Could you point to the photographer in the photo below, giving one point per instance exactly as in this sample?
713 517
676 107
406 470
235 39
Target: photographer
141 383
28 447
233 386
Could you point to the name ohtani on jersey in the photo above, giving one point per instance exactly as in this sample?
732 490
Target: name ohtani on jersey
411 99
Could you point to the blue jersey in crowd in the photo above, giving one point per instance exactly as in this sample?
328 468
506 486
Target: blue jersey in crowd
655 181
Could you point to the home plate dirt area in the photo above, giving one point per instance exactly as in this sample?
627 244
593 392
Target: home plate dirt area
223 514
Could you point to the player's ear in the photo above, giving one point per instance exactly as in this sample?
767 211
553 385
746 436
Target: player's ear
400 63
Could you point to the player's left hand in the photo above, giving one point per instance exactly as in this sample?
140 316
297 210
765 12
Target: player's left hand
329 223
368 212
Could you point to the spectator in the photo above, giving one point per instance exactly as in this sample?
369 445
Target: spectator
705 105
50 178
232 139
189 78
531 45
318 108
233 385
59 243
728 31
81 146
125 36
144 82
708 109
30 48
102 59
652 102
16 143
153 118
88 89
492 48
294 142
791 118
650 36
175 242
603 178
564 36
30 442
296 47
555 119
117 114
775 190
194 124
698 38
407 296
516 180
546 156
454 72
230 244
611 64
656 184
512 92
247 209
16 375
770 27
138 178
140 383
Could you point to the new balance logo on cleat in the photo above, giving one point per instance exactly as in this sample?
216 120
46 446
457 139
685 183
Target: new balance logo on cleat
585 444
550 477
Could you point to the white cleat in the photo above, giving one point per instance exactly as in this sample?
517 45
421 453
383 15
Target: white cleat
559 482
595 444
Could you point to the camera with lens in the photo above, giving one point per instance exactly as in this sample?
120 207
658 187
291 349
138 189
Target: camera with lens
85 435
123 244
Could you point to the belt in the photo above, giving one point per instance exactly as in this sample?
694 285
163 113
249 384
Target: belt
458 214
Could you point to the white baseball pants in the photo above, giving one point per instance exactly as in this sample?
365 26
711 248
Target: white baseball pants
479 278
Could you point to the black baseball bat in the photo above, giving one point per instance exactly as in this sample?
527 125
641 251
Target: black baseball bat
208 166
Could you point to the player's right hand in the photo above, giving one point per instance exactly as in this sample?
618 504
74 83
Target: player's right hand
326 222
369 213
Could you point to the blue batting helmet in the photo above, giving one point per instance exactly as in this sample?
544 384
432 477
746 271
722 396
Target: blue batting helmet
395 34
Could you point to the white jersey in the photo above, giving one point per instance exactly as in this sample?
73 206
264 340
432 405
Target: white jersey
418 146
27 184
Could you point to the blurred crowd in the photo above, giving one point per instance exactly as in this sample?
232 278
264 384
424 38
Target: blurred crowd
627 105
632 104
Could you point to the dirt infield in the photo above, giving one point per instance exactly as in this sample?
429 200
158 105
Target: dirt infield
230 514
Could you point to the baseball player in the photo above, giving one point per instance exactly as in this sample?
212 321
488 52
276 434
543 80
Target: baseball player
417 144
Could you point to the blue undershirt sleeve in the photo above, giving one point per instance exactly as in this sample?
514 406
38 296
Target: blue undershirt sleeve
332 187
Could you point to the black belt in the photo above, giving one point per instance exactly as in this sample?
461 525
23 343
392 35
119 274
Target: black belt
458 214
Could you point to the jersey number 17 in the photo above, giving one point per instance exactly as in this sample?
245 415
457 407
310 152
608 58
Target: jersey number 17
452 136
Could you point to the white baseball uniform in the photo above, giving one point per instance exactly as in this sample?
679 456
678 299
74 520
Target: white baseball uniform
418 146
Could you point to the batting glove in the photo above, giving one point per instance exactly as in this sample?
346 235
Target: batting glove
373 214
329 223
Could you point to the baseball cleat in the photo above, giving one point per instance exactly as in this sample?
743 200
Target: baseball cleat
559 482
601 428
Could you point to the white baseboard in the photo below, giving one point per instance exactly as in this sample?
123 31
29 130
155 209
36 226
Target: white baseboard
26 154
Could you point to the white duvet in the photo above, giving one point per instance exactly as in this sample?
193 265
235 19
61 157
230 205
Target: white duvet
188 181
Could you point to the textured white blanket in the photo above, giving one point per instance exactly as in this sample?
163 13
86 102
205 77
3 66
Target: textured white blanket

__________________________________________________

**TRY IT**. The answer must consist of every line above that contains the word "below".

**EXERCISE ANSWER**.
Could you point to the photographer in the photo below, giving one point per instance exactly as in this sample?
Could you point to the white baseboard in the photo below, giving one point per instance exactly as in this sample?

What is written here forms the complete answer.